■ **Given text**:
#####

That’s because all the Mannings – grandparents Robert and , 54, both 72, parent David, 54, children Rebecca, 31, Nick, 24, and Oliver, 21 – are usually busy working, or, in the cases of grandchildren Ryland, 1, and Regan, 4, helping.
They have plenty to do with 700 cows (360 of which are milked), 1,200 acres of owned and rented land and Regan’s two new goats and piglets. Nick might be driving a tractor while Oliver and Regan manage the goats. Rebecca – with Ryland in a pack on her back – can be found feeding hours old calves. David, Robert, and Sandy all keep well occupied, too.
“Everybody’s in different directions,” said Rebecca in a recent interview. Aside from barbeques, cookouts or, in this case, a family interview for a newspaper story, the Mannings don’t gather together much.
They do, however, run the farm as a family, day in, day out.
The Manning Farm, located on Bushey Road, has been a family operation ever since it began with Robert’s grandfather, Gerald Griswold about a century ago.
“[He] originally started across the road in 1917,” said Robert. Soon after his grandfather died in 1966, Robert and Sandy bought the farm from Robert’s mother, Myrtle, and then purchased the current Manning Farm in 1971.
“We just ran it, my wife and I and the kids, until about 1980,” said Robert. “We had, like, 65 cows.”
Sandy added, “And why we didn’t stay at 65 cows is beyond me – it was great.”
But the Manning Farm did grow when David, Robert and Sandy’s son, returned from Vermont Technical College. He helped built the farm’s first free stall barn in 1980 and another addition was made in 1997. In 2005, the original barn burned, so the Mannings built a new facility that houses their hundreds of cows today.

#####

■ **Material provided**:
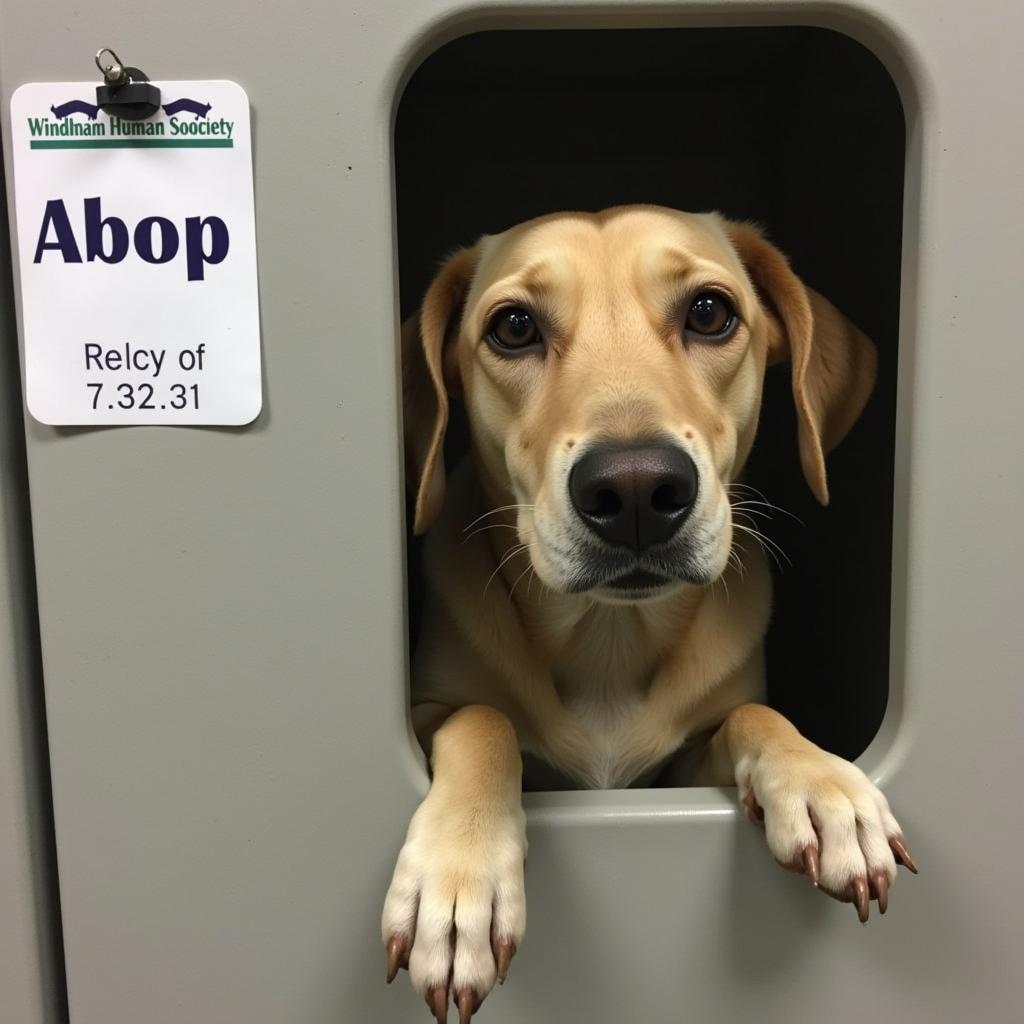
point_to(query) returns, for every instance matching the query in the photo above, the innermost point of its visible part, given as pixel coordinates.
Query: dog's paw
(456, 910)
(824, 818)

#####

■ **Tasks to carry out**:
**1.** Repeat the Manning Farm text starting at "They do, however, run" and ending at "Farm in 1971.".
**2.** Which calendar years are named in the Manning Farm text? Give each one.
**3.** In the Manning Farm text, what happened to the original barn in 2005?
The data has no role in this exercise.

■ **Answers given**:
**1.**
They do, however, run the farm as a family, day in, day out.
The Manning Farm, located on Bushey Road, has been a family operation ever since it began with Robert’s grandfather, Gerald Griswold about a century ago.
“[He] originally started across the road in 1917,” said Robert. Soon after his grandfather died in 1966, Robert and Sandy bought the farm from Robert’s mother, Myrtle, and then purchased the current Manning Farm in 1971.

**2.** 1917, 1966, 1971, 1980, 1997, 2005

**3.** It burned.